Excerpts from bounding box data
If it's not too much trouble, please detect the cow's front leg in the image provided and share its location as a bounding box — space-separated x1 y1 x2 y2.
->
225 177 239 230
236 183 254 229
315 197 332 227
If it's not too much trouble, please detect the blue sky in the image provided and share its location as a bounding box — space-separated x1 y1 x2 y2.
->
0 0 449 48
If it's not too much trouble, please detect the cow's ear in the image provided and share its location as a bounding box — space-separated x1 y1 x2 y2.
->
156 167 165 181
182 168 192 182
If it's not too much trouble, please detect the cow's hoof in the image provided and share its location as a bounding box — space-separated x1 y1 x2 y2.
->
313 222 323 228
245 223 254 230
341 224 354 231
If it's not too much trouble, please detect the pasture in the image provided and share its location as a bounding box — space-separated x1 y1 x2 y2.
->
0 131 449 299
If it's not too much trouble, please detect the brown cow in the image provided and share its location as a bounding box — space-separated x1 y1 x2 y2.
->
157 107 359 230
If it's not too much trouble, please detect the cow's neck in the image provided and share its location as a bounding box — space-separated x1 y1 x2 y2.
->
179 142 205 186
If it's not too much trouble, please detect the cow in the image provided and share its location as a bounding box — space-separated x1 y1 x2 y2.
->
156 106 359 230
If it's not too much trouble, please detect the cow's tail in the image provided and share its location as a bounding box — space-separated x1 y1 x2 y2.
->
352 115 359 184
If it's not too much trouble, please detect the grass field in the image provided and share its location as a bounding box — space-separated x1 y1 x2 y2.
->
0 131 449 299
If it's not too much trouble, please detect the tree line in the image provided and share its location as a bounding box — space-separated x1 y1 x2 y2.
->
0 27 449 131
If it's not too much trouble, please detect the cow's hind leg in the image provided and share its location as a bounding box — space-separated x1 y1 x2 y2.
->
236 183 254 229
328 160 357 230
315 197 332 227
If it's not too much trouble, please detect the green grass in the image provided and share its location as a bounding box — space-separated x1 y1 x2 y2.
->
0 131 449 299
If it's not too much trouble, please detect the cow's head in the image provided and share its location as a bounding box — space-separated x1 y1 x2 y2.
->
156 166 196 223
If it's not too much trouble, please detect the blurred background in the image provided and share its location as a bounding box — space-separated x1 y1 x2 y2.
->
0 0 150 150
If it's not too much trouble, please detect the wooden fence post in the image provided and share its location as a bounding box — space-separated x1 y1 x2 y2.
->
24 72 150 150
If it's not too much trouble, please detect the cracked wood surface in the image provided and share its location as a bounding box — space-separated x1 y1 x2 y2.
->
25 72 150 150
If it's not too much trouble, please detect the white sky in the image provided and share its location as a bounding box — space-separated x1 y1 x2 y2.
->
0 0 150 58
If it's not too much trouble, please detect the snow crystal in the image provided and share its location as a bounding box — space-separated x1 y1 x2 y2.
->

**Exercise objective:** Please reproduce every entry above word for word, without any changes.

**Answer to this problem:**
If it's not too much trouble, please detect the cow's front leg in the image provided and share its location as a bounding box — space-separated x1 y1 x2 y2.
->
225 177 239 230
236 183 254 229
315 197 332 227
If it's not too much trouble, please detect the blue sky in the image provided and share its location as a bounding box — space-separated x1 y1 x2 y2.
->
0 0 449 48
If it's not too much trouble, please detect the cow's ear in the image provided and share its location as a bounding box — space-separated x1 y1 x2 y2.
->
156 167 165 181
182 168 192 182
If it's not too much trouble, please detect the cow's hoof in the image provided and share its location as a bounding box — space-separated x1 y1 x2 y2.
->
313 222 323 228
245 223 254 230
341 224 354 231
If it's not too much trouble, please detect the pasture in the image provided and share its location as a bounding box — space-separated x1 y1 x2 y2.
->
0 131 449 299
If it's not too much trouble, please detect the brown cow in the image provided and share its location as a bounding box — space-separated x1 y1 x2 y2.
->
157 107 359 230
If it's not too much trouble, please detect the cow's neck in the image provided and share its location as a bounding box — space-separated x1 y1 x2 y2.
->
179 142 205 186
If it's not too much trouble, please detect the cow in the image provided and share its location as a bounding box — space-separated x1 y1 x2 y2.
->
156 106 359 230
If it's not too much trouble, please detect the cow's tail in the image provided and share its location as a bounding box — space-separated x1 y1 x2 y2.
->
352 115 359 184
If it's not too much trouble, please detect the grass field in the image provided and share its location as a bounding box — space-separated x1 y1 x2 y2.
->
0 131 449 299
If it's not too much trouble, please detect the tree line in the image provided and share its location as a bounding box — space-separated x1 y1 x2 y2.
->
0 27 449 131
If it's not too much trouble, please detect the cow's hind leg in the image provided and share its location as a bounding box — space-separated x1 y1 x2 y2.
->
236 183 254 229
328 160 357 230
315 197 332 227
If it's not too much trouble, please detect the green grass in the image provided and share its location as a bounding box — space-separated x1 y1 x2 y2.
->
0 131 449 299
If it's not too much trouble, please detect the cow's head in the image provided and share its location as a bounding box — space-separated x1 y1 x2 y2.
->
156 166 196 223
If it's not too much trouble, please detect the blurred background in the image provided and share its location as a bounding box — space-separated x1 y1 x2 y2.
->
0 0 150 150
If it's not too much trouble, please detect the wooden fence post in the image provided and share its location as a bounding box — space-separated x1 y1 x2 y2.
->
24 72 150 150
If it's not too much trouble, please detect the cracked wood surface in the image provided and share its location as a bounding box — space-separated x1 y1 x2 y2.
->
25 72 150 150
If it's not too much trouble, please detect the white sky in the image provided and share its location as a bounding box — space-separated x1 y1 x2 y2.
->
0 0 150 58
If it's not too much trouble, please detect the snow crystal in the image provided and share its location as a bounding box — space-separated x1 y1 x2 y2.
->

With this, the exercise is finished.